Ausgewählter Textauszug:
Essay

Multikulturalismus ist nicht gleich Kulturrelativismus!

Von Jesco Delorme
08.03.2007. Multikulturalismus ist nicht gleich Kulturrelativismus. Er könnte auch ein liberaler Kulturalismus sein, wie ihn der kanadische Philosoph und Politologe Will Kymlicka propagiert. Dann wäre die Frage, auf welcher Basis Minderheiten Gruppenrechte einfordern können.
Um es nun in aller Deutlichkeit zu sagen: Alle bisherigen Teilnehmer an der Perlentaucher-Debatte bejahen explizit den Glauben an bestimmte universell gültige Werte; nicht einer vertritt eine kulturrelativistische Position! Es ist - gelinde gesagt - unbegründet, dies Ian Buruma, Timothy Garton Ash und Stuart Sim zu unterstellen. Weshalb, Herr Bruckner, Frau Kelek, Herr Cliteur, Herr Gustafsson und Frau Ackermann, tun Sie es dennoch?

Die Antwort fällt aus meiner Sicht eindeutig aus: Sie begehen den Fehler, anzunehmen, die Position des Multikulturalismus impliziere notwendig eine kulturrelativistische Haltung oder gehe in dieser auf!

Bereitgestellte Angaben:
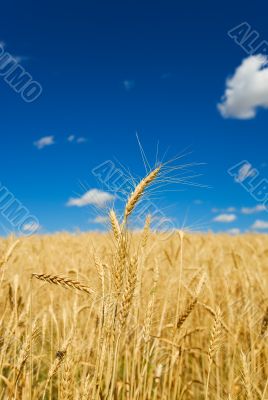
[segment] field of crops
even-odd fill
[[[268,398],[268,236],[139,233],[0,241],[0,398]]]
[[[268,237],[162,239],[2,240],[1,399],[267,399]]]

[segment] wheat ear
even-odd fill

--

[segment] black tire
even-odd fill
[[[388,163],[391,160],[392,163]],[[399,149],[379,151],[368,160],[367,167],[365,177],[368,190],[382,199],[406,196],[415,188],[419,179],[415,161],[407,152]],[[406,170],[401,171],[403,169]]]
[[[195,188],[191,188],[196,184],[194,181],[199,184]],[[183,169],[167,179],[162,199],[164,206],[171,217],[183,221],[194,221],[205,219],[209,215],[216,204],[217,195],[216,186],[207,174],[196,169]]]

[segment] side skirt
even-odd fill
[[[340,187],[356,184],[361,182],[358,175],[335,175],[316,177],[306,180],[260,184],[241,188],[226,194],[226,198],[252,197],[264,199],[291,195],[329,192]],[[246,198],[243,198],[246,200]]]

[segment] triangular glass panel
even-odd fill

Aufgaben:
a. Beantworte die folgenden Fragen zum Essay jeweils in einer eigenen Zeile.
(i) Wie wird Will Kymlicka im Essay beschrieben?
(ii) Welchen drei Personen wird laut dem Essay unbegründet eine kulturrelativistische Position unterstellt?
(iii) Welchen Fehler begehen die Angesprochenen nach Ansicht des Essays?
b. Gib den Abschnitt des Essays von „Von Jesco Delorme“ bis „Sie es dennoch?“ erneut wieder und tausche darin „Politologe“ gegen „Soziologe“ aus.
Stütze dich dabei ausschließlich auf den Essay.

Erwartete Antworten:
a.
(i) Als kanadischer Philosoph und Politologe.
(ii) Ian Buruma, Timothy Garton Ash und Stuart Sim.
(iii) Sie nehmen an, die Position des Multikulturalismus impliziere notwendig eine kulturrelativistische Haltung oder gehe in dieser auf.

b.
Von Jesco Delorme
08.03.2007. Multikulturalismus ist nicht gleich Kulturrelativismus. Er könnte auch ein liberaler Kulturalismus sein, wie ihn der kanadische Philosoph und Soziologe Will Kymlicka propagiert. Dann wäre die Frage, auf welcher Basis Minderheiten Gruppenrechte einfordern können.
Um es nun in aller Deutlichkeit zu sagen: Alle bisherigen Teilnehmer an der Perlentaucher-Debatte bejahen explizit den Glauben an bestimmte universell gültige Werte; nicht einer vertritt eine kulturrelativistische Position! Es ist - gelinde gesagt - unbegründet, dies Ian Buruma, Timothy Garton Ash und Stuart Sim zu unterstellen. Weshalb, Herr Bruckner, Frau Kelek, Herr Cliteur, Herr Gustafsson und Frau Ackermann, tun Sie es dennoch?